Challenge: Print the following lines word for word, without any changes.

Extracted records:
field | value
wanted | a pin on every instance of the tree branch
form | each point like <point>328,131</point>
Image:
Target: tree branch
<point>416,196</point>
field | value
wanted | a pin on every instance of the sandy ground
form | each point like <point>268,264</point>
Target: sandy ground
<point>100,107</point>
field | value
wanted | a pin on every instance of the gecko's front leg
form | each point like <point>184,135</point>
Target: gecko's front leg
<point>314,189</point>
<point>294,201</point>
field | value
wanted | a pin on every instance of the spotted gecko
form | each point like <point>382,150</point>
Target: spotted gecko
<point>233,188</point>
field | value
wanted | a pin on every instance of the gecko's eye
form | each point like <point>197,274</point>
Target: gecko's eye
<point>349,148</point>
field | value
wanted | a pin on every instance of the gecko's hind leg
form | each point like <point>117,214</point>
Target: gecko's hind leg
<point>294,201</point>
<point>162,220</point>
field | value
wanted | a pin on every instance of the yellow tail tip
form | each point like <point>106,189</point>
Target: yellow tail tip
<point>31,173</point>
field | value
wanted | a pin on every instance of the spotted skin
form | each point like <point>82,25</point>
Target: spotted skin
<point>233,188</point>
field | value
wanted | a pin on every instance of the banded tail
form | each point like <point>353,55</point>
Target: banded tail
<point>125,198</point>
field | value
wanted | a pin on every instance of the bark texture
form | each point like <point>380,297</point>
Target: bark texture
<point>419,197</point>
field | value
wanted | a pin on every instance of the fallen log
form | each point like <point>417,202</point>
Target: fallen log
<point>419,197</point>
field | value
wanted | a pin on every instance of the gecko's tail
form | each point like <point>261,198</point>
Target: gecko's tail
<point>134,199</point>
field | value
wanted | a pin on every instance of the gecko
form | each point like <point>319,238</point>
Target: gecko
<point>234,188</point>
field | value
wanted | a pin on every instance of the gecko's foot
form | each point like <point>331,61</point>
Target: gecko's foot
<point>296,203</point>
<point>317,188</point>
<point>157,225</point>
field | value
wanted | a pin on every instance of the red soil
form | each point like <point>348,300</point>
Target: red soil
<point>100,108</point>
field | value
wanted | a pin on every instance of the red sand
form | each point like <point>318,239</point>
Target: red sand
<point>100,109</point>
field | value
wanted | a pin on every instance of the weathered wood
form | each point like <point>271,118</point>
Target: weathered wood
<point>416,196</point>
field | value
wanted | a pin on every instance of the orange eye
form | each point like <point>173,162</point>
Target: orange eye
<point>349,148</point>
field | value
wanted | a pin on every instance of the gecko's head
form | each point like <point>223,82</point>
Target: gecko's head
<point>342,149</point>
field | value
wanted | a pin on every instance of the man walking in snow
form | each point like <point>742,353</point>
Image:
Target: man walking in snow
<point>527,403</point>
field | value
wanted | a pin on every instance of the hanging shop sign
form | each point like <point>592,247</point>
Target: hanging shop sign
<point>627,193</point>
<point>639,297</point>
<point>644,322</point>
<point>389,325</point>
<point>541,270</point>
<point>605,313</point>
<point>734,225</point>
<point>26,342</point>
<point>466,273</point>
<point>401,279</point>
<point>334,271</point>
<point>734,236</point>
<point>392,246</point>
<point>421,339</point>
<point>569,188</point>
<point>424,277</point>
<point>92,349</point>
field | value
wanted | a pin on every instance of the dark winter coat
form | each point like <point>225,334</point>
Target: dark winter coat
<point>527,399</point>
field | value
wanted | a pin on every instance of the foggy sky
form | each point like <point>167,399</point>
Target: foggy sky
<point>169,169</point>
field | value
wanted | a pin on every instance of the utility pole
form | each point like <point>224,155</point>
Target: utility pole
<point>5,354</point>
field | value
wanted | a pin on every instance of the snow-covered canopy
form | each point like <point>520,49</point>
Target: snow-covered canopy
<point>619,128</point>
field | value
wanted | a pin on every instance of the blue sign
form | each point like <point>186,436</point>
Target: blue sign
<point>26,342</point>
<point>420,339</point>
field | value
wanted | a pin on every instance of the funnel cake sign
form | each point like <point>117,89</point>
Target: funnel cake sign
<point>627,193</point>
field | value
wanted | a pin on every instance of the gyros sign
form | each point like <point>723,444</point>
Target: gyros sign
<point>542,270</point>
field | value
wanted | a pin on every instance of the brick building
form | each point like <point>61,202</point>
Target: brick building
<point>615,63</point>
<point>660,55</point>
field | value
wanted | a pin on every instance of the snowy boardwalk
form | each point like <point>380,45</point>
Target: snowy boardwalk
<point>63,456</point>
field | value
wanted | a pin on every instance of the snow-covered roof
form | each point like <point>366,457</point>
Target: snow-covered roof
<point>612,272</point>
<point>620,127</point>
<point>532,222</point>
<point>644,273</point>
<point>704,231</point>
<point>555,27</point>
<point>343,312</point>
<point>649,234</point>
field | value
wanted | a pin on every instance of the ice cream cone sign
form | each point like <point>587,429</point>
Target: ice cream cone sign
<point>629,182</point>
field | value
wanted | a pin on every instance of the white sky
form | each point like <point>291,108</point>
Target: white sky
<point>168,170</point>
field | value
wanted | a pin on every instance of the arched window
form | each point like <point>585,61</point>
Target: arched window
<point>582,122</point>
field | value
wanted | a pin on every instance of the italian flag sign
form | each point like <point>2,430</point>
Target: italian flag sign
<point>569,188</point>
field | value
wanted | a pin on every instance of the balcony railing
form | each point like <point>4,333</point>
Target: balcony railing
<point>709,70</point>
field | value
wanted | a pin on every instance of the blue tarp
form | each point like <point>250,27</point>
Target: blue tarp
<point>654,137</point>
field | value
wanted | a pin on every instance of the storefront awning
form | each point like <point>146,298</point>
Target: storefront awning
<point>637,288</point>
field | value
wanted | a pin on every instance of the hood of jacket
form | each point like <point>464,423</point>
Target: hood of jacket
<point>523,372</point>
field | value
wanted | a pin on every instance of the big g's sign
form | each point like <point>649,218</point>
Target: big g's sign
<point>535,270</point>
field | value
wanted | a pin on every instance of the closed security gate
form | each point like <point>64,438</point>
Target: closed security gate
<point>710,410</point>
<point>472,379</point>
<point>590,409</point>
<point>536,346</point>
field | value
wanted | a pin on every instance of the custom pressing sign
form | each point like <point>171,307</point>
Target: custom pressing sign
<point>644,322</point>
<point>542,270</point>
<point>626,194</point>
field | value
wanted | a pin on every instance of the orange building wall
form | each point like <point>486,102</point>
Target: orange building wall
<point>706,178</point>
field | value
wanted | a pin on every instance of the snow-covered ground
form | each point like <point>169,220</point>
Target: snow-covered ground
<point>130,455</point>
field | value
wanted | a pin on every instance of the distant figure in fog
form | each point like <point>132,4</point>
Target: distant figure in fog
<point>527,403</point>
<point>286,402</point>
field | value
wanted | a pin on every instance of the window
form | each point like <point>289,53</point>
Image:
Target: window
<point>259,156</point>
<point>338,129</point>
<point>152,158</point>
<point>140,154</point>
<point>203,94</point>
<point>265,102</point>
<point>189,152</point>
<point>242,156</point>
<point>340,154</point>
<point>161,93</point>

Solution to this problem:
field | value
wanted | a pin on every instance of the tree branch
form | each point like <point>328,131</point>
Image:
Target: tree branch
<point>416,196</point>
field | value
wanted | a pin on every instance of the sandy ground
form | each point like <point>268,264</point>
Target: sandy ground
<point>100,107</point>
field | value
wanted | a pin on every instance of the gecko's front leg
form | each point like <point>184,135</point>
Target: gecko's front leg
<point>314,189</point>
<point>294,201</point>
field | value
wanted | a pin on every instance of the spotted gecko
form | each point like <point>382,150</point>
Target: spotted gecko
<point>233,188</point>
field | value
wanted | a pin on every instance of the gecko's eye
form | each point like <point>197,274</point>
Target: gecko's eye
<point>349,148</point>
field | value
wanted | a pin on every instance of the gecko's hind leg
form | each point like <point>117,214</point>
Target: gecko's hind leg
<point>294,201</point>
<point>162,220</point>
field | value
wanted | a pin on every instance of the yellow tail tip
form | each point like <point>106,189</point>
Target: yellow tail tip
<point>31,173</point>
field | value
wanted | a pin on every instance of the spotted skin
form | each point like <point>82,25</point>
Target: spotted skin
<point>233,188</point>
field | value
wanted | a pin on every instance of the banded tail
form | each point like <point>353,55</point>
Target: banded tail
<point>125,198</point>
field | value
wanted | a pin on every instance of the bark texture
form | each point like <point>380,297</point>
Target: bark texture
<point>419,197</point>
field | value
wanted | a pin on every instance of the fallen log
form | each point like <point>417,202</point>
Target: fallen log
<point>419,197</point>
field | value
wanted | a pin on every instance of the gecko's tail
form | each point like <point>261,198</point>
Target: gecko's tail
<point>134,199</point>
field | value
wanted | a pin on every instance of the gecko
form | each point like <point>319,238</point>
Target: gecko
<point>234,188</point>
field | value
wanted | a pin on every instance of the gecko's foot
form | each point like <point>331,61</point>
Target: gecko's foot
<point>296,203</point>
<point>317,188</point>
<point>157,225</point>
field | value
wanted | a pin on every instance of the red soil
form | each point like <point>348,300</point>
Target: red soil
<point>100,108</point>
field | value
wanted | a pin on every instance of the red sand
form | each point like <point>318,239</point>
Target: red sand
<point>100,109</point>
field | value
wanted | a pin on every instance of the weathered wood
form | each point like <point>271,118</point>
Target: weathered wood
<point>416,196</point>
field | value
wanted | a pin on every instance of the orange eye
form | each point like <point>173,162</point>
Target: orange eye
<point>349,148</point>
field | value
wanted | a pin on every instance of the gecko's head
form | each point like <point>223,82</point>
Target: gecko's head
<point>342,149</point>
field | value
wanted | a pin on every instance of the man walking in snow
form | each point like <point>742,353</point>
Image:
Target: man walking in snow
<point>527,403</point>
field | value
wanted | a pin on every instance of the hanging shop sign
form | each point like <point>592,247</point>
Target: hanging shop sign
<point>627,193</point>
<point>639,297</point>
<point>644,322</point>
<point>389,325</point>
<point>541,270</point>
<point>605,313</point>
<point>734,225</point>
<point>26,342</point>
<point>466,273</point>
<point>401,279</point>
<point>334,271</point>
<point>734,236</point>
<point>392,246</point>
<point>421,339</point>
<point>569,188</point>
<point>424,277</point>
<point>92,349</point>
field | value
wanted | a pin on every instance of the dark winter coat
form | each point like <point>225,334</point>
Target: dark winter coat
<point>527,399</point>
field | value
wanted | a pin on every instance of the foggy sky
form | each point like <point>167,399</point>
Target: foggy sky
<point>169,169</point>
field | value
wanted | a pin on every instance of the utility pole
form | each point like <point>224,155</point>
Target: utility pole
<point>5,354</point>
field | value
wanted | a pin on every instance of the snow-covered canopy
form | each point like <point>520,49</point>
Target: snow-covered canopy
<point>619,128</point>
field | value
wanted | a pin on every instance of the blue sign
form | each point like <point>186,436</point>
Target: blue sign
<point>26,342</point>
<point>420,339</point>
field | value
wanted | a pin on every instance of the funnel cake sign
form | each point like <point>117,89</point>
Target: funnel cake sign
<point>627,193</point>
field | value
wanted | a pin on every instance of the gyros sign
form | each point like <point>723,444</point>
Target: gyros sign
<point>542,270</point>
field | value
wanted | a pin on every instance of the brick building
form | each point like <point>61,202</point>
Target: brick building
<point>615,63</point>
<point>660,55</point>
field | value
wanted | a pin on every instance of the snowy boardwalk
form | each point like <point>380,45</point>
Target: snowy boardwalk
<point>63,456</point>
field | value
wanted | a pin on every instance of the snow-covered roof
form | each point like <point>366,457</point>
Target: snow-covered roof
<point>612,272</point>
<point>620,127</point>
<point>532,222</point>
<point>644,273</point>
<point>704,231</point>
<point>555,27</point>
<point>343,312</point>
<point>649,234</point>
field | value
wanted | a pin on every instance of the ice cream cone sign
form | each point like <point>587,429</point>
Target: ice cream cone sign
<point>629,182</point>
field | value
wanted | a pin on every instance of the white sky
form | each point like <point>291,108</point>
Target: white sky
<point>168,170</point>
field | value
wanted | a pin on every instance of the arched window
form | each point like <point>585,61</point>
Target: arched window
<point>582,122</point>
field | value
wanted | a pin on every instance of the italian flag sign
form | each point like <point>2,430</point>
Target: italian flag sign
<point>569,188</point>
field | value
wanted | a pin on every instance of the balcony railing
form | each point like <point>4,333</point>
Target: balcony railing
<point>709,70</point>
field | value
wanted | a pin on every instance of the blue tarp
form | each point like <point>250,27</point>
Target: blue tarp
<point>654,137</point>
field | value
wanted | a pin on every instance of the storefront awning
form | each point like <point>146,298</point>
Target: storefront awning
<point>637,288</point>
field | value
wanted | a pin on every instance of the hood of jacket
form | each point like <point>464,423</point>
Target: hood of jacket
<point>523,372</point>
field | value
wanted | a pin on every instance of the big g's sign
form | each point like <point>649,218</point>
Target: big g's sign
<point>535,270</point>
field | value
wanted | a pin on every instance of the closed security gate
form | each point like <point>64,438</point>
Target: closed security gate
<point>710,410</point>
<point>472,379</point>
<point>590,409</point>
<point>536,346</point>
field | value
wanted | a pin on every instance of the custom pressing sign
form | each point like <point>171,307</point>
Target: custom pressing sign
<point>644,322</point>
<point>542,270</point>
<point>626,194</point>
field | value
wanted | a pin on every instance of the orange building wall
form | each point like <point>486,102</point>
Target: orange building wall
<point>706,178</point>
field | value
wanted | a pin on every instance of the snow-covered ground
form | each point like <point>169,220</point>
Target: snow-covered ground
<point>130,455</point>
field | value
wanted | a pin on every instance of the distant figure in fog
form | each point like <point>132,4</point>
Target: distant figure in fog
<point>527,403</point>
<point>286,402</point>
field | value
wanted | a pin on every instance of the window
form | each point like <point>289,53</point>
Image:
Target: window
<point>259,156</point>
<point>338,129</point>
<point>152,158</point>
<point>140,154</point>
<point>203,94</point>
<point>265,102</point>
<point>189,152</point>
<point>242,156</point>
<point>340,154</point>
<point>161,93</point>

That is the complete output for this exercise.